Records excerpted from a collection
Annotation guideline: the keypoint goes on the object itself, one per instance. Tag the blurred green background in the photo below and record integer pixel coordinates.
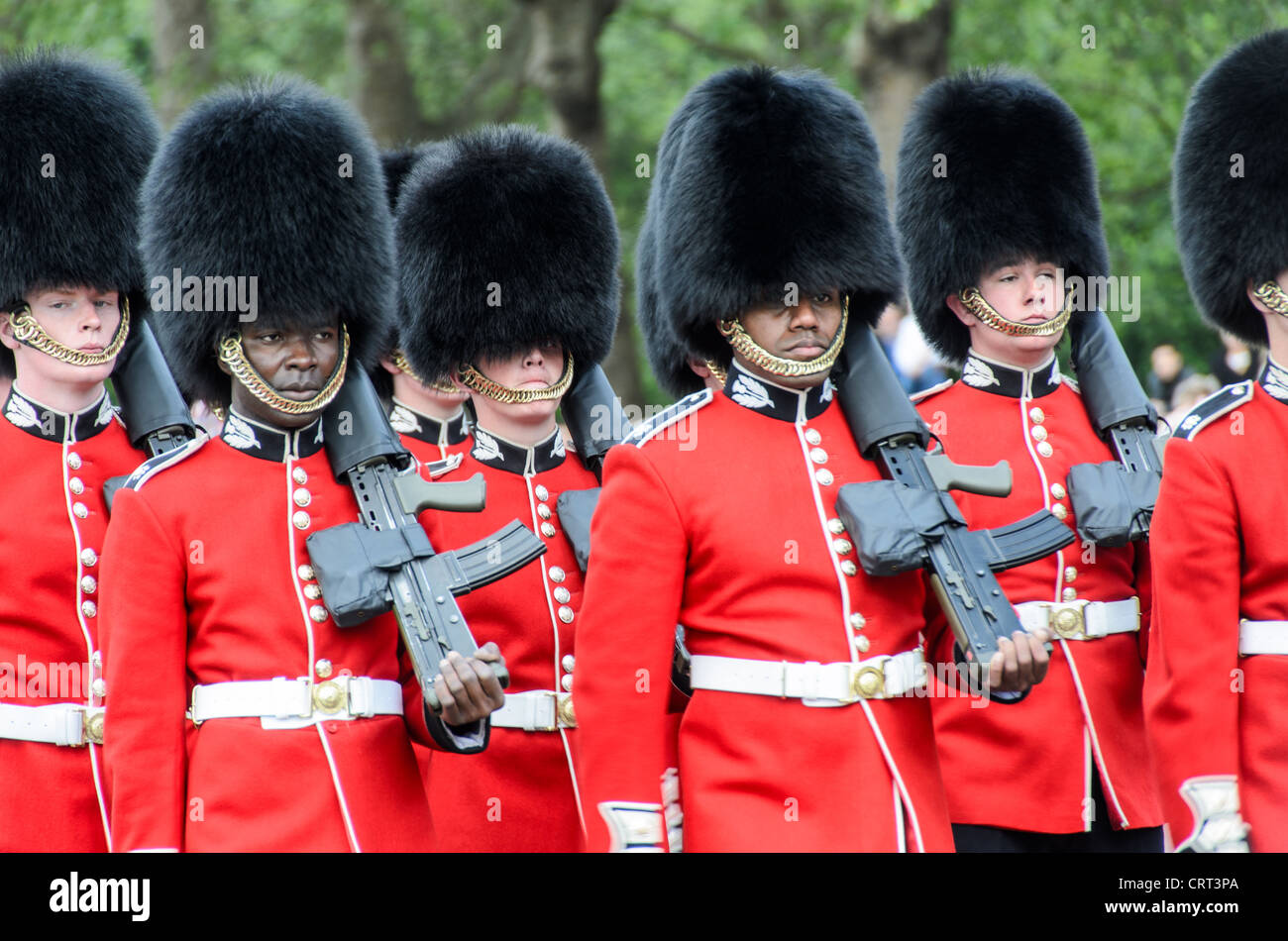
(609, 72)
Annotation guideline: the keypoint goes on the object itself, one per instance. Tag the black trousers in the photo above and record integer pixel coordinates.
(1100, 838)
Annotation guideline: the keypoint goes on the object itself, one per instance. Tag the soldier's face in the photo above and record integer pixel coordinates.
(800, 332)
(295, 362)
(1022, 292)
(82, 318)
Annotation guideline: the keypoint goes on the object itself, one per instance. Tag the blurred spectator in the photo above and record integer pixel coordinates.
(1189, 391)
(1235, 362)
(1167, 369)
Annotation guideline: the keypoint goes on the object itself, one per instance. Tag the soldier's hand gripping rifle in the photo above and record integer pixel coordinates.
(596, 422)
(910, 521)
(1113, 501)
(153, 409)
(385, 560)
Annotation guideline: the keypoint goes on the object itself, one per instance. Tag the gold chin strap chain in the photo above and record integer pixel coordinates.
(974, 301)
(29, 331)
(476, 380)
(438, 385)
(231, 352)
(1273, 296)
(777, 366)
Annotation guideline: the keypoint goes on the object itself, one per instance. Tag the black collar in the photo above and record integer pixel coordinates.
(53, 425)
(786, 404)
(1274, 380)
(518, 459)
(269, 443)
(407, 421)
(1000, 378)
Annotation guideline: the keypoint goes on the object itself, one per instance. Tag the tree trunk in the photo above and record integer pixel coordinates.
(565, 64)
(183, 72)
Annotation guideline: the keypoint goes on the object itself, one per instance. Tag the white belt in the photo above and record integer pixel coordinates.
(1081, 619)
(291, 700)
(59, 724)
(1262, 637)
(537, 711)
(814, 683)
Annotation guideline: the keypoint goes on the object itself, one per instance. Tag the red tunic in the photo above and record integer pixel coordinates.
(519, 795)
(55, 521)
(1220, 557)
(1028, 765)
(211, 583)
(717, 515)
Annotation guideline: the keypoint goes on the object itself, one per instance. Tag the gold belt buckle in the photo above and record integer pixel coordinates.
(1068, 619)
(91, 725)
(330, 698)
(868, 682)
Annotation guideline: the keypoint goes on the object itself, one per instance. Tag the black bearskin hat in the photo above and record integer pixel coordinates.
(279, 181)
(77, 140)
(1231, 183)
(765, 179)
(505, 237)
(993, 167)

Exercise brief
Give the entries above again in full and exactly, but not the pictures.

Response to this exercise
Annotation guideline: the keypoint goes on the object itself, one per instance. Tag the blurred green background in the photo below and record integer pixel coordinates.
(609, 72)
Annotation guideline: the keypoint goes on the object itself, one per instance. Tag the black trousers in the photo above and record integer pixel coordinates.
(1100, 838)
Annotation guideline: the keypoint goes on the object itself, one per instance. Tag the soldier's face in the photo above and record integer pixel coordinates.
(800, 332)
(295, 362)
(1022, 292)
(82, 318)
Annotation guideline: the keypoint goes on the object itself, one per instance. Tag the blurred spectator in the photo above and record integer pixel coordinates.
(1189, 391)
(1235, 362)
(1167, 369)
Annotation guideline: the keypoint goes on the object itself, one per instance. Tag the soldier's hand gripping rifle in the photo above and record integer pixel coordinates.
(596, 422)
(910, 521)
(1113, 501)
(153, 409)
(385, 560)
Annotation guideline: the keypoint goes on the object itself, one per instance. Tag the gold chin strap chain in the photo above and record integer pixel coordinates.
(974, 301)
(29, 331)
(476, 380)
(438, 385)
(231, 352)
(1273, 296)
(777, 366)
Annotation guideline: the keypoint goes on the object itself, one per instance. Tag the black collar in the photo above and record integer pixel coordinates.
(53, 425)
(786, 404)
(1274, 380)
(518, 459)
(269, 443)
(407, 421)
(1000, 378)
Annotation guideline: the keypoint goes on the object itself, one per instance. Tag the tree trunk in the photo above and record integer pixel coordinates.
(565, 64)
(183, 72)
Annotation guideline: the keypoint goes on the object itself, one per instance. Tag the white belt in the photo above and record integer pixel coordinates.
(1081, 619)
(291, 700)
(59, 724)
(1262, 637)
(537, 711)
(814, 683)
Annotation guideline: the keypoint goes on the object itself, one per instance. Tag the red tunic in the photo above and record integer pixel coordinates.
(519, 795)
(55, 521)
(1220, 557)
(1028, 765)
(211, 583)
(717, 515)
Annotation guideline: the keypoint goes on the object itself, one per instance. Tag the gold belt buckle in the photo above and record integer pixel coordinates.
(1068, 619)
(91, 725)
(330, 698)
(868, 682)
Annotation guideline: the keypoint goes on the object itself, one per instance. Tag the black bearskin hat in the photo above and record integer pixel coordinates.
(279, 181)
(77, 140)
(1231, 183)
(765, 179)
(505, 237)
(993, 167)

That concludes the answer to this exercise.